> _PAGE EXTRACT_:
* * * * * * * * *

Given a list of $N$ real numbers $s_i$:
the median $x_0$ is
$$ \arg \min_{x_0} \sum_{i = 1}^{N} \left| {s}_{i} - x_0 \right| $$
the mean $x_2$ is
$$ \arg \min_{x_2} \sum_{i = 1}^{N} \left( {s}_{i} - x_2 \right)^2 $$
What about $x_4$?
$$ \arg \min_{x_4} \sum_{i = 1}^{N} \left( {s}_{i} - x_4 \right)^4 $$
does have it a name?
And what about the generic $x_{2n}$
$$ \arg \min_{x_{2n}} \sum_{i = 1}^{N} \left( {s}_{i} - x_{2n} \right)^{2n} $$
Are there any known application for $n>1$?

* * * * * * * * *

> _ROWS_:
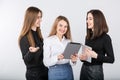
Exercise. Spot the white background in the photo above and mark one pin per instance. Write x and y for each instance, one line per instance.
(11, 20)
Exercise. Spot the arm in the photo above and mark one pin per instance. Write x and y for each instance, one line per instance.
(26, 54)
(109, 57)
(48, 59)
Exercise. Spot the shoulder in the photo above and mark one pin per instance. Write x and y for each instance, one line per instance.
(49, 39)
(24, 39)
(106, 37)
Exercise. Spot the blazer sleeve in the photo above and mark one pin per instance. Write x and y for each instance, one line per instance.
(26, 54)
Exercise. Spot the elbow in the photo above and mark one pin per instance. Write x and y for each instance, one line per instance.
(112, 60)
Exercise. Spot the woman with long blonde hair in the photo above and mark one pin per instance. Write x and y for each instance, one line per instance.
(31, 45)
(54, 45)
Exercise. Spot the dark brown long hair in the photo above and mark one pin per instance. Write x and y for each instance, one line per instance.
(54, 27)
(29, 20)
(100, 25)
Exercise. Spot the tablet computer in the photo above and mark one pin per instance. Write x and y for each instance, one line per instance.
(71, 48)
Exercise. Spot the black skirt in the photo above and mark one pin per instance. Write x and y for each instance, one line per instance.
(91, 72)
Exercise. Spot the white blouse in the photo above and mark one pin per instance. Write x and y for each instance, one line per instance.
(52, 48)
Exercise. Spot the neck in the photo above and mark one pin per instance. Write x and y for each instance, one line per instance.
(34, 28)
(60, 37)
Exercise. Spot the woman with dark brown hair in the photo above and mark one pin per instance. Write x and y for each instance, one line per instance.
(101, 44)
(31, 45)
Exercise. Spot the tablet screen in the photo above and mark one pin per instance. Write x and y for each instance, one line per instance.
(71, 48)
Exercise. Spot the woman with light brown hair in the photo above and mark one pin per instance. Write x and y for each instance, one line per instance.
(31, 45)
(54, 45)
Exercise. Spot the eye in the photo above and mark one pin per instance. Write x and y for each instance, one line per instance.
(60, 25)
(65, 26)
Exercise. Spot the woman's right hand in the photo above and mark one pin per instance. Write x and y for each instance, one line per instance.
(60, 57)
(83, 57)
(33, 49)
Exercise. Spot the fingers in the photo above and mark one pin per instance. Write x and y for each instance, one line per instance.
(60, 57)
(33, 49)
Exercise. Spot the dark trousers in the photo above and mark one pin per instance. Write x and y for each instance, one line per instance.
(36, 75)
(92, 72)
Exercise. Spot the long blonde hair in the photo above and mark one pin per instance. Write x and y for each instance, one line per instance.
(54, 27)
(29, 20)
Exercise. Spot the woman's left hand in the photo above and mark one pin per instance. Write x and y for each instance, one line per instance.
(74, 57)
(91, 53)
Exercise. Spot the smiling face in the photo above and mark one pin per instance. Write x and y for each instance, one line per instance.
(38, 20)
(90, 21)
(61, 28)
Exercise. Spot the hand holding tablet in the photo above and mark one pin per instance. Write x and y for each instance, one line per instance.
(71, 49)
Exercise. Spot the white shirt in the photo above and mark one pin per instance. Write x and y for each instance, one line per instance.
(52, 48)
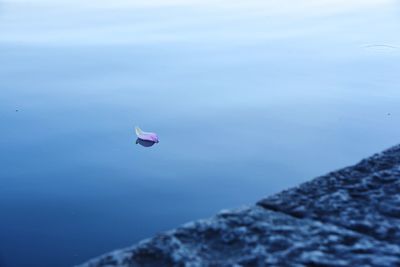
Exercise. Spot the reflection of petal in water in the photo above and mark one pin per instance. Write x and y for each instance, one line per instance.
(144, 143)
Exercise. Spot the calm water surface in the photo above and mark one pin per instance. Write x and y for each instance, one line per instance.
(248, 98)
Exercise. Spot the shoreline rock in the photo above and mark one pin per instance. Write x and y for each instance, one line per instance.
(350, 217)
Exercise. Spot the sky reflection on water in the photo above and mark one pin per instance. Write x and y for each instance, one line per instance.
(247, 98)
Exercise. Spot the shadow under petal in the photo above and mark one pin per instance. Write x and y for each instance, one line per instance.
(144, 143)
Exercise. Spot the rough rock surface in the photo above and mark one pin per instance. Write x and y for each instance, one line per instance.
(350, 217)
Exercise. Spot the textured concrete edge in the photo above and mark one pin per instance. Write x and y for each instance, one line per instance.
(119, 255)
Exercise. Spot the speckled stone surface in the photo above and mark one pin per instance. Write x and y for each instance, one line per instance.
(350, 217)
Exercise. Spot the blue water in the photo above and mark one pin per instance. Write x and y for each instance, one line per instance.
(247, 98)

* * * * * * * * *

> _PROBLEMS AND TASKS_:
1. In the post on minimizing sums of powers, which quantity is defined as the value minimizing the sum of absolute differences from the numbers $s_i$?
2. According to the post on minimizing sums of powers, what makes $x_2$ the mean of the numbers $s_i$? Answer in one to three sentences.
3. Write a continuation of the post on minimizing sums of powers, starting after its last sentence.

> _ANSWERS PER TASK_:
1. The median, $x_0$.

2. The post defines the mean $x_2$ as the value that minimizes the sum of the squared differences $(s_i - x_2)^2$ over all $N$ numbers.

3.
They are partial moments with respect to the minimizing reference point of an un-normalized uniformly distributed probability function. From wikipedia: $$\mu_n^-(r) + \mu_n^+(r)$$
$$r_o = \min_{r}\left\{\int_{-\infty}^\infty (r-x)^n f(x)dx\right\}$$
Where $f(x)$ is uniform discrete probability density $[0,N]$. (Since we are working with continuous case and integral instead of sum this is actually a sequence of Paul Dirac's delta distribution at integer values.)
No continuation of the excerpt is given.